■ How to complete this task: Wherever the string "around" shows up in the data below, copy the whole line.

■ Data to use:
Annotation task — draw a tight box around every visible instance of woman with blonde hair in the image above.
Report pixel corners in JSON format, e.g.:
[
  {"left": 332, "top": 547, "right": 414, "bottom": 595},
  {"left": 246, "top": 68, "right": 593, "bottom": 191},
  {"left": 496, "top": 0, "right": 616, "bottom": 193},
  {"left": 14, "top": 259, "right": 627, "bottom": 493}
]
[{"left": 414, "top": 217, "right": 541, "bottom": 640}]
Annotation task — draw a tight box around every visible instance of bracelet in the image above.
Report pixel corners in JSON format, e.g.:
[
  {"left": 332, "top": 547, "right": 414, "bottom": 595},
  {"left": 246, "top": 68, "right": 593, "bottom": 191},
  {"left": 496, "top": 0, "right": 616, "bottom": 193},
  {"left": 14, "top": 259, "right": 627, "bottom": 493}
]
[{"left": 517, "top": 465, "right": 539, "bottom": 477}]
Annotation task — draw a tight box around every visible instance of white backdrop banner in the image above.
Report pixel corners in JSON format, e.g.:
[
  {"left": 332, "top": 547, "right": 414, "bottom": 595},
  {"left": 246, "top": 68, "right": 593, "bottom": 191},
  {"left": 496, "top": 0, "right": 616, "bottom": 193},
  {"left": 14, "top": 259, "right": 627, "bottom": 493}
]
* * *
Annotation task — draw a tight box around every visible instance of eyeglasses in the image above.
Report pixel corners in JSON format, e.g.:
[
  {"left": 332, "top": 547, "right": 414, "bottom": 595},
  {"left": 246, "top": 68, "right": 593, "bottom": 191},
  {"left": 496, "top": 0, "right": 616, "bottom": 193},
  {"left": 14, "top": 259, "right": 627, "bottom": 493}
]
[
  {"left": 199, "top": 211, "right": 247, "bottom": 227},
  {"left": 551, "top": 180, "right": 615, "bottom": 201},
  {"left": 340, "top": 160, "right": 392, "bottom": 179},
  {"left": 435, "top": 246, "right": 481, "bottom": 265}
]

■ Answer below:
Annotation task — draw a tight box around every visible instance of woman with blonde hair in the image above.
Annotation task — draw a tight box around every visible instance of bracelet in the image above.
Annotation task — draw a tight box around every visible instance of white backdrop banner in the image above.
Annotation task — draw a tight box around every visible instance of eyeglasses in the image above.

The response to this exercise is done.